Exercise details:
Find every line in the records that contains the word "stadium" and copy each of those lines out in full.

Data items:
★ ★ ★
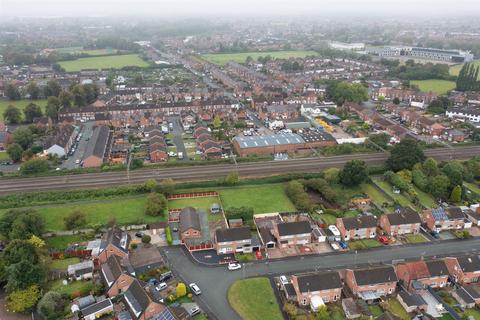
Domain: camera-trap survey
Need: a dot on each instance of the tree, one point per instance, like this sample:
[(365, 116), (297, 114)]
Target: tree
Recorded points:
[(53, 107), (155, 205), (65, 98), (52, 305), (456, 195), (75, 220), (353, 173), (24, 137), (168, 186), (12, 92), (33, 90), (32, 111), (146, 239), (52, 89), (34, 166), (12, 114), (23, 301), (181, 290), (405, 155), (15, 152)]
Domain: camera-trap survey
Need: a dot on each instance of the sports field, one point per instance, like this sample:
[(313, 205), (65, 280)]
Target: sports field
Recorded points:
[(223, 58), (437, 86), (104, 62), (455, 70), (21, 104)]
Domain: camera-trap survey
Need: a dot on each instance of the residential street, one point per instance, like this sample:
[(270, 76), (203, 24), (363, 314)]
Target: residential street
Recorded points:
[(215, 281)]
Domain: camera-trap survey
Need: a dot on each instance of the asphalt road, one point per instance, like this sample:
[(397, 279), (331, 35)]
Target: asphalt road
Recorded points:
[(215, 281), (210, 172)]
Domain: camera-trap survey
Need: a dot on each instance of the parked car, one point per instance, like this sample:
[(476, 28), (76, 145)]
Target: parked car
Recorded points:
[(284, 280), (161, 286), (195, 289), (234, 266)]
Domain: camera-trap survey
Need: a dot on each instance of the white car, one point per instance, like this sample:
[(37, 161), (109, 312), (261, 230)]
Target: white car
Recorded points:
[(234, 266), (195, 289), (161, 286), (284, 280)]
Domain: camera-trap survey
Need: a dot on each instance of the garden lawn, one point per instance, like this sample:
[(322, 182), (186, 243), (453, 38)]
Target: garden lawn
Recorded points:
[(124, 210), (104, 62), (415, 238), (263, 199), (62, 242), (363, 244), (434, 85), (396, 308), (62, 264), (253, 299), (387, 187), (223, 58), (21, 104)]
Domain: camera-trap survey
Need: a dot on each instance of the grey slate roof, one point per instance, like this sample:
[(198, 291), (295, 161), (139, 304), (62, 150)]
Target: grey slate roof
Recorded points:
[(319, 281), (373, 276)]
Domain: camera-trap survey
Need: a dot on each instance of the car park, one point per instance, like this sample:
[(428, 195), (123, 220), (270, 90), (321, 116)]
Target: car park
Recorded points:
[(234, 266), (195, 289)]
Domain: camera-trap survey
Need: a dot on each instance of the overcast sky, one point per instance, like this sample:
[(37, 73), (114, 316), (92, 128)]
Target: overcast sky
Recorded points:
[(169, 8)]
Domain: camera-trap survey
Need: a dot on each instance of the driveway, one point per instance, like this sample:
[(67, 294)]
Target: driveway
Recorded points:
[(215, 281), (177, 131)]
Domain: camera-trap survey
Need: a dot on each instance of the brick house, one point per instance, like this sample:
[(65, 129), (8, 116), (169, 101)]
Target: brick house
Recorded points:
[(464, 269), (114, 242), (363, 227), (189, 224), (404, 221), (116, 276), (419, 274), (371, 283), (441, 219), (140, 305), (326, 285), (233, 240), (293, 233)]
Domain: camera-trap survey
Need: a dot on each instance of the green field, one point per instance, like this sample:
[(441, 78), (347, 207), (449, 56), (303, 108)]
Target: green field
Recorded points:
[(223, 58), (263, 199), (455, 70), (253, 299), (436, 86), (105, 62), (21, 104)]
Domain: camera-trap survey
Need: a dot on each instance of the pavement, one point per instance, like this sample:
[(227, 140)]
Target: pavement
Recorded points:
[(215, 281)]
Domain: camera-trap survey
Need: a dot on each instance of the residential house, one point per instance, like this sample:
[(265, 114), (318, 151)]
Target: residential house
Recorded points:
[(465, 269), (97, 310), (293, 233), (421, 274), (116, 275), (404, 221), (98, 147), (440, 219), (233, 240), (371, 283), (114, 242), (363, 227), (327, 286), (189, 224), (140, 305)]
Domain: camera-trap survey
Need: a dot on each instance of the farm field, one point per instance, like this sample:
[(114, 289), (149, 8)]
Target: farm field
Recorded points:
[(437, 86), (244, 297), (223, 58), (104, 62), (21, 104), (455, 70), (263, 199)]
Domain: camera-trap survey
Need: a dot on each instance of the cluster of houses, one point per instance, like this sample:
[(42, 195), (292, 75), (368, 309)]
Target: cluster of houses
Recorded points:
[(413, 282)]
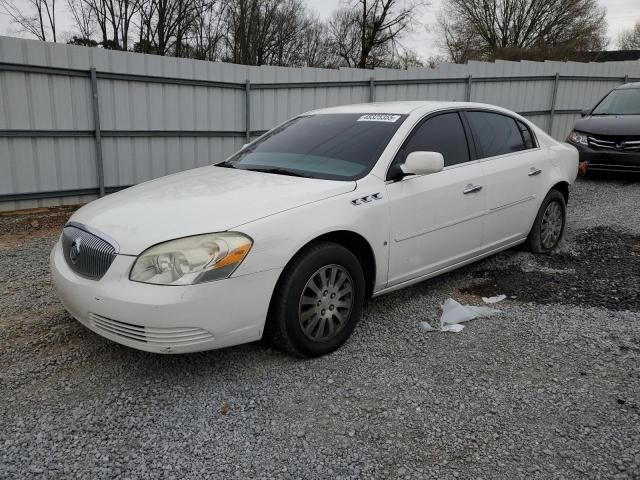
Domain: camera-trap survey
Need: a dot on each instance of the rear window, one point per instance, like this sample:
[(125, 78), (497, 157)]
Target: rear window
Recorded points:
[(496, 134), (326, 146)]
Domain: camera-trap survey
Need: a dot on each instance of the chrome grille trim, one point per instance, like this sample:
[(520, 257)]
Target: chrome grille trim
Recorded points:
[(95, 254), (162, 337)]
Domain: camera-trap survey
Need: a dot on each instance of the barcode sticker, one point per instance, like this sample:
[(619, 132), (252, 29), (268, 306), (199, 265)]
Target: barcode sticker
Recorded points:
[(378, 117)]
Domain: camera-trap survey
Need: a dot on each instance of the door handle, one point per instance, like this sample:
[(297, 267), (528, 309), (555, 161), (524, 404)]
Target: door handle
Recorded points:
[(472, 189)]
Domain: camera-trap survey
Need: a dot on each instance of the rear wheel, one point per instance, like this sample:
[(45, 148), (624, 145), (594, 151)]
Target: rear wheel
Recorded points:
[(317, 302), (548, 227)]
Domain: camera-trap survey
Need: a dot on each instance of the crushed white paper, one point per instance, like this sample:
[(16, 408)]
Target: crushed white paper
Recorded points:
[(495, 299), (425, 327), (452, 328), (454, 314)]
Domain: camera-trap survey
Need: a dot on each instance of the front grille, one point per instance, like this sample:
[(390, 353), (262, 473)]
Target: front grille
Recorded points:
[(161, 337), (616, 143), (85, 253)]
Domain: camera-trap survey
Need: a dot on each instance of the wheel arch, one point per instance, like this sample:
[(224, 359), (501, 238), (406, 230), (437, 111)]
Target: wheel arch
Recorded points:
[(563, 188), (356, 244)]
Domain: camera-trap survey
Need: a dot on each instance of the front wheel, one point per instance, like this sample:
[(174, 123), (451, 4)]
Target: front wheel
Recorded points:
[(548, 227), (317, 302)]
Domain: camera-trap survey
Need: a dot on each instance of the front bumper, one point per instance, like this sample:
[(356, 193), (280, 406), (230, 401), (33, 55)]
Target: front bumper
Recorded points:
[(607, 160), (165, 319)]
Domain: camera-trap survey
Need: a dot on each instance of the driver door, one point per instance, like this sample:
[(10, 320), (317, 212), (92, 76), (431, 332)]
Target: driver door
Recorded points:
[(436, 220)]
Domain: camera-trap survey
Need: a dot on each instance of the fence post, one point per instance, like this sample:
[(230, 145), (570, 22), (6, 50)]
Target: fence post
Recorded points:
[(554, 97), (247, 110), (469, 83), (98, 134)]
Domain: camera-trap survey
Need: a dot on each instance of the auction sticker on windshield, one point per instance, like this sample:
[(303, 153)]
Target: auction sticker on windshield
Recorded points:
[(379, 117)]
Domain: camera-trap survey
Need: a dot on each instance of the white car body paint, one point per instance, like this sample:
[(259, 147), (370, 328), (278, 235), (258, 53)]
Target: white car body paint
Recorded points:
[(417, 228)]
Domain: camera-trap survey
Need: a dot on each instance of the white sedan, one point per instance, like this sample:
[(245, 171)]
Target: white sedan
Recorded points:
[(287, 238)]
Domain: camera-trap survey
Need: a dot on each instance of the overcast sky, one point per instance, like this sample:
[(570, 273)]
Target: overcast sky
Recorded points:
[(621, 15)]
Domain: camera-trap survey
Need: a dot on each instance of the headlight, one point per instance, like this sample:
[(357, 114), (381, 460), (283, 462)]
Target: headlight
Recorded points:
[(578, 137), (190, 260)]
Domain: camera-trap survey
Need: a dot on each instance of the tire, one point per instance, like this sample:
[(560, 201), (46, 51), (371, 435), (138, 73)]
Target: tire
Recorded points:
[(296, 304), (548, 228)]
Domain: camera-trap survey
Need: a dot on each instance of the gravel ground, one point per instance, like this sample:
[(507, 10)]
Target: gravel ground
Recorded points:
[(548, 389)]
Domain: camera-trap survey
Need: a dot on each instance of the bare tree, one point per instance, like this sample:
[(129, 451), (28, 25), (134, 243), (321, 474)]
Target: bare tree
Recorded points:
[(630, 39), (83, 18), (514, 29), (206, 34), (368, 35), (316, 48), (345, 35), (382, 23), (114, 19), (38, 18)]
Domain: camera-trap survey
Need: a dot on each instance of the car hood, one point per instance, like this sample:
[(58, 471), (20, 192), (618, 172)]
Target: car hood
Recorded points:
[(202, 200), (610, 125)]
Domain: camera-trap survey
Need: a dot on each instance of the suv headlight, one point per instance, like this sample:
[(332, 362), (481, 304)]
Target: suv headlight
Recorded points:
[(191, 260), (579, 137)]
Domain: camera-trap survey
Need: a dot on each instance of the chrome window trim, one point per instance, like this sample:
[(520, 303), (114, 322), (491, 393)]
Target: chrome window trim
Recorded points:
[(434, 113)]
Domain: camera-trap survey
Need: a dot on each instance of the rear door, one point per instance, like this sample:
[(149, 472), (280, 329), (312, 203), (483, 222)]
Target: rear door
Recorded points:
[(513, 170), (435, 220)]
★ ★ ★
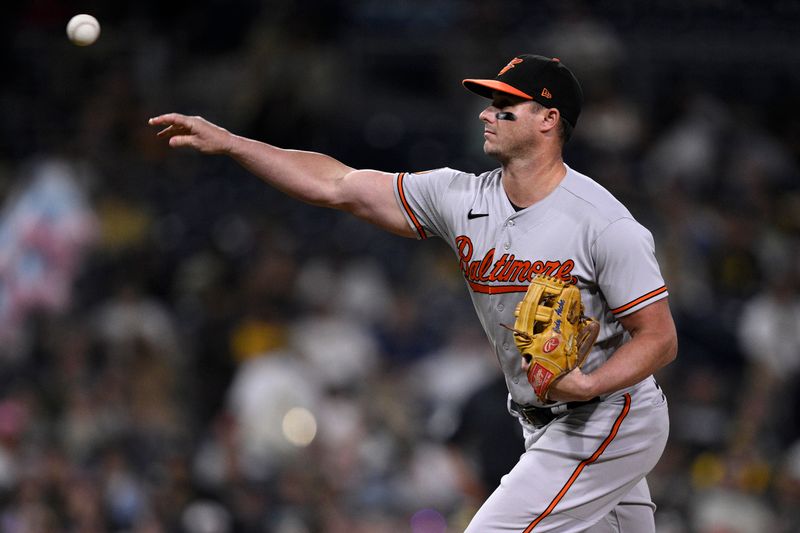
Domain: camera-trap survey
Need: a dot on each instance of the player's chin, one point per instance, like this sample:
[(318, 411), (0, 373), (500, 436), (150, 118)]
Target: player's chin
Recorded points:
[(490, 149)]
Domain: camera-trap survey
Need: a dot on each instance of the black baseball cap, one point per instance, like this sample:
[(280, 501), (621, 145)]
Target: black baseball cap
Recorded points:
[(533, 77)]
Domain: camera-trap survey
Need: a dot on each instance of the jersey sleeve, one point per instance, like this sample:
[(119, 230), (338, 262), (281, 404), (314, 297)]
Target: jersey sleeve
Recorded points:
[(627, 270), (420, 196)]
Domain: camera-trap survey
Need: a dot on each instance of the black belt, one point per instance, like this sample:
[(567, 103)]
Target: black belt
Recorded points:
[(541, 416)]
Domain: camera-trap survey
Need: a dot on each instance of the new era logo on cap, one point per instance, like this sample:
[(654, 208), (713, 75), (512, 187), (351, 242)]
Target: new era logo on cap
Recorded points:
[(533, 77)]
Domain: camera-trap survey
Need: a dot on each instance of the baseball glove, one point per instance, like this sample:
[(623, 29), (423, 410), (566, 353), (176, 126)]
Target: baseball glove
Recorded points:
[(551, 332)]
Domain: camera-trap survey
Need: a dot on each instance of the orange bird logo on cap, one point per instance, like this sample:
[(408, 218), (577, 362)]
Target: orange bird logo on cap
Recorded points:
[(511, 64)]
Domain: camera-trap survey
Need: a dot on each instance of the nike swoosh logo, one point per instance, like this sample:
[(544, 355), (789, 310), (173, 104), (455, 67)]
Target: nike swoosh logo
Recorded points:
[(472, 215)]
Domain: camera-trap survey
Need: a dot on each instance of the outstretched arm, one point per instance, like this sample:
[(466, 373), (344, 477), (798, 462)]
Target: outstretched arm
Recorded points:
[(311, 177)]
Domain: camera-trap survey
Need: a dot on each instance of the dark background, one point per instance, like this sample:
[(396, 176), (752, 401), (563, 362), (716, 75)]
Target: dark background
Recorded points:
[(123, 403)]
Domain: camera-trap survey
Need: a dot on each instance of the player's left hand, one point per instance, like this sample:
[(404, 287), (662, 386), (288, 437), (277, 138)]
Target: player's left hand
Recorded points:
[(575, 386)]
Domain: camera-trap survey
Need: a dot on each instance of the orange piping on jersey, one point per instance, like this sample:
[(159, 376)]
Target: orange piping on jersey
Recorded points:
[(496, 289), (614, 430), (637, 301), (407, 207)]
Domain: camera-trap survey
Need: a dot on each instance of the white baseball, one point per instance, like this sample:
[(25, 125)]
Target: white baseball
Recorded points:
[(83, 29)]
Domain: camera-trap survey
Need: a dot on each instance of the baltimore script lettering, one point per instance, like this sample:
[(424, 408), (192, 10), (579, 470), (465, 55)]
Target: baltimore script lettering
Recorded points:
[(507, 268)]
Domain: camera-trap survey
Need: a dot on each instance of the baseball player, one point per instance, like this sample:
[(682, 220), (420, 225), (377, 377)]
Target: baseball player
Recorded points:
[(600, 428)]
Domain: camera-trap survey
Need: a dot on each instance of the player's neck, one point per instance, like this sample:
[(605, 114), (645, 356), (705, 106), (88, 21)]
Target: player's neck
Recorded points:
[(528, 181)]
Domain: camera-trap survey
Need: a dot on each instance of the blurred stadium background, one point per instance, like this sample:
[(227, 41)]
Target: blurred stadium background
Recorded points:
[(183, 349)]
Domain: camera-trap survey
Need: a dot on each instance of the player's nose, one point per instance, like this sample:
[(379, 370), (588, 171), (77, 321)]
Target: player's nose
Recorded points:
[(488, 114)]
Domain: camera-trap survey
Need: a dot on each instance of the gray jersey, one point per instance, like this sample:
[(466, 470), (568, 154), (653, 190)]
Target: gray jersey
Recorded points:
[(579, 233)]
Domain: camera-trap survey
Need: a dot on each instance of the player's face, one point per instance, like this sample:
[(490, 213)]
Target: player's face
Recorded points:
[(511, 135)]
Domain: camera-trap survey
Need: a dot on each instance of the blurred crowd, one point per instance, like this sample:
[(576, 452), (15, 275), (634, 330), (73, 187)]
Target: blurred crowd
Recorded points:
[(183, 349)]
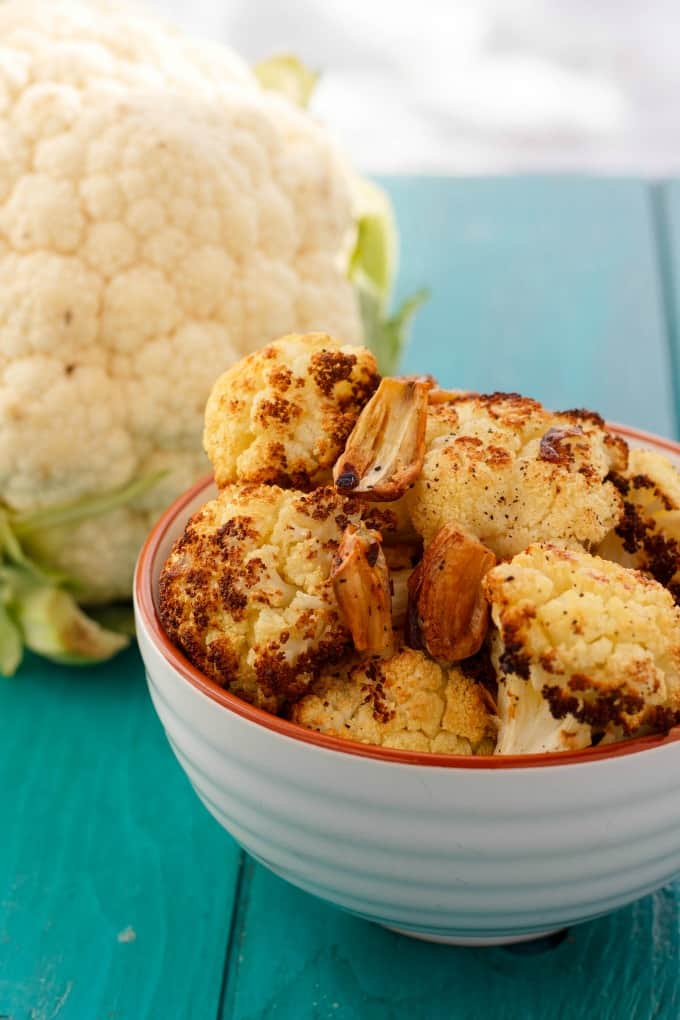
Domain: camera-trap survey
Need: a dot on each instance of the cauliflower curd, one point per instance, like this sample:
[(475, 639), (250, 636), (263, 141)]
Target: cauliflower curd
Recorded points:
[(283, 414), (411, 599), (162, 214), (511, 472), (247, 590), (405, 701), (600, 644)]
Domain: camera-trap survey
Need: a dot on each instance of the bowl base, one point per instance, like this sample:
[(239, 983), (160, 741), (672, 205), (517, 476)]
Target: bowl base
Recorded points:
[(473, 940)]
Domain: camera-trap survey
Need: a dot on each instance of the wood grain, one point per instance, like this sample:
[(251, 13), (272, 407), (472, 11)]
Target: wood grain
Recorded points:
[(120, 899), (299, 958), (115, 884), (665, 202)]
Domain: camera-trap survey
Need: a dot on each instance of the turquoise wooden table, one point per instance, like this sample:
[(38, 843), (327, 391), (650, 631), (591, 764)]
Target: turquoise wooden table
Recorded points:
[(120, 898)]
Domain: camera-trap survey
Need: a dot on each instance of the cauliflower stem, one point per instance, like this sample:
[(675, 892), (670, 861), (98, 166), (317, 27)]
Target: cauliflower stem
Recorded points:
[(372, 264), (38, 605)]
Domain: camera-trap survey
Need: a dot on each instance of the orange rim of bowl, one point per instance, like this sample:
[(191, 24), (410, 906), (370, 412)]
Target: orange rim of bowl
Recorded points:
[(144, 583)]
★ ★ ★
Right answer:
Need: a dot on each instance of the blurred stadium background, one point per instance, like this sample:
Target: blurred stadium background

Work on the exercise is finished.